● **TASK REQUIREMENTS**
Rewrite every line of the listing below with "Query" replaced by "Target" and all other text unchanged. Omit the pictures from the output.

___

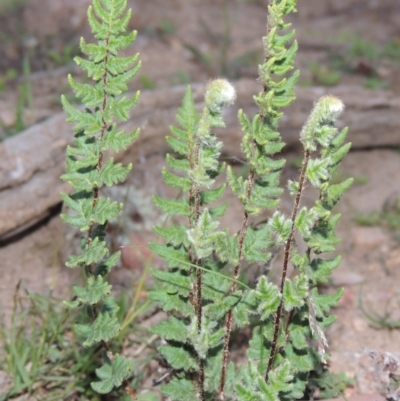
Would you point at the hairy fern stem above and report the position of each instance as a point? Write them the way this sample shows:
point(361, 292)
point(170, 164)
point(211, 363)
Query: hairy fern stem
point(288, 244)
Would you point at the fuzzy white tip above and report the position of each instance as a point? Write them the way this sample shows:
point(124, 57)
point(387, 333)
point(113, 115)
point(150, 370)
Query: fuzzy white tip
point(219, 93)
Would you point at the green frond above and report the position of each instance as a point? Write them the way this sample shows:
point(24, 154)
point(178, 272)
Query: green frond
point(103, 328)
point(295, 292)
point(112, 374)
point(172, 329)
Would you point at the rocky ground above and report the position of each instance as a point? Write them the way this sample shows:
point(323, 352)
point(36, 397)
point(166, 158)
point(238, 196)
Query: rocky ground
point(352, 44)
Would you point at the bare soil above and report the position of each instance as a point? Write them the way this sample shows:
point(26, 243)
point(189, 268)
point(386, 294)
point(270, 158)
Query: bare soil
point(370, 268)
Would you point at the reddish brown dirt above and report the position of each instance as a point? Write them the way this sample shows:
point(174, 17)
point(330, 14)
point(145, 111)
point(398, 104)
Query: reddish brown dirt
point(370, 269)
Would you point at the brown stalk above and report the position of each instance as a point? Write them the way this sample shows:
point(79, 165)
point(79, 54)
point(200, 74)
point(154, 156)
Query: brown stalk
point(228, 319)
point(287, 248)
point(128, 389)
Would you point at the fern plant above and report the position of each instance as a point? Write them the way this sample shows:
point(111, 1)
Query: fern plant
point(87, 171)
point(201, 290)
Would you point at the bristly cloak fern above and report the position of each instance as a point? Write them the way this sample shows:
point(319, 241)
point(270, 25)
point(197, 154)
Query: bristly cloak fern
point(87, 172)
point(203, 303)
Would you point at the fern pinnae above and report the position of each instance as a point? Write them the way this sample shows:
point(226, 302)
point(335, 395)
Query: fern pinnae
point(195, 143)
point(87, 172)
point(262, 139)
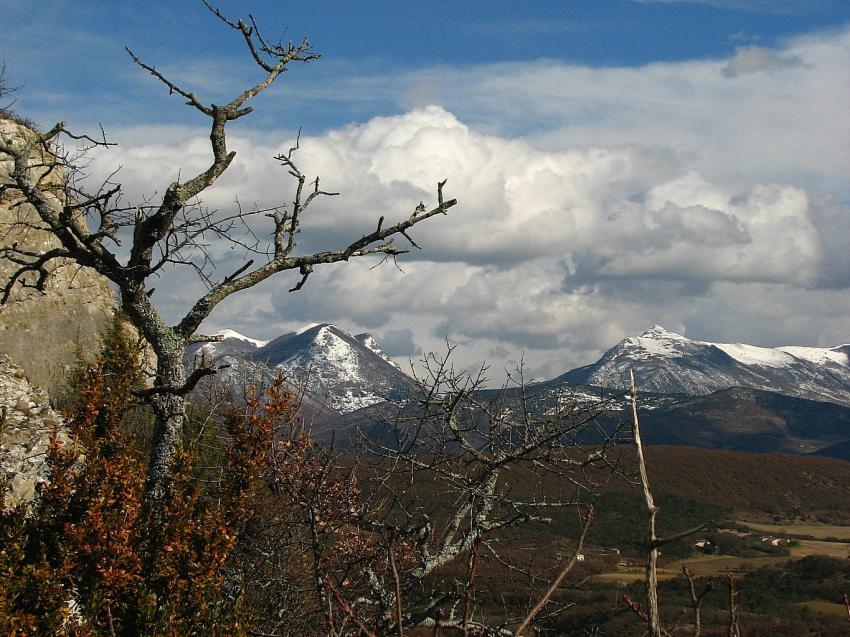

___

● **THE ANSWER**
Would you point at the hairy fern stem above and report the position of each instance as a point? Write them the way this sample shows:
point(361, 292)
point(170, 164)
point(211, 363)
Target: hairy fern stem
point(288, 244)
Would you point at the fuzzy white tip above and report the position of each instance as a point? Write them the way this sample shows:
point(124, 57)
point(387, 333)
point(113, 115)
point(150, 370)
Target: fuzzy white tip
point(219, 93)
Would you point at the green frond above and report the position of each instance as a point? Write them the way this sample shows:
point(24, 154)
point(178, 272)
Target: green frond
point(103, 328)
point(295, 292)
point(112, 374)
point(172, 329)
Would you point at the rocky ground above and report the position of each instance as a point? Write them the way this sample shows:
point(323, 352)
point(36, 397)
point(166, 158)
point(238, 196)
Target: rocky ground
point(352, 44)
Would you point at the bare soil above and report the position of each instance as a point? Write them the way this sample shows:
point(26, 243)
point(189, 268)
point(386, 294)
point(270, 158)
Target: bare soil
point(370, 268)
Would you point at the reddish brown dirt above and report the position of each instance as a point? Write them the way this sample shows:
point(174, 17)
point(330, 14)
point(145, 111)
point(398, 104)
Target: reddish brown dirt
point(370, 269)
Would you point at the brown stalk above and report the position of each instance as a point? Write them the way this sample shows:
point(79, 165)
point(79, 54)
point(200, 74)
point(154, 156)
Target: brown stalk
point(228, 319)
point(287, 248)
point(128, 389)
Would you point at the fern plant above and report the position of each instance as a point? Write them the way this sample shows:
point(111, 1)
Target: fern plant
point(87, 171)
point(201, 290)
Would you point at the bristly cloak fern above and report the position of each instance as a point? Write them the way this sample shows:
point(319, 241)
point(270, 25)
point(197, 154)
Target: bristly cloak fern
point(87, 172)
point(203, 303)
Would you point at the fern pinnae above and report the position of each instance as a point? Write them the way this sample shows:
point(226, 302)
point(335, 395)
Target: fern pinnae
point(195, 143)
point(87, 172)
point(262, 139)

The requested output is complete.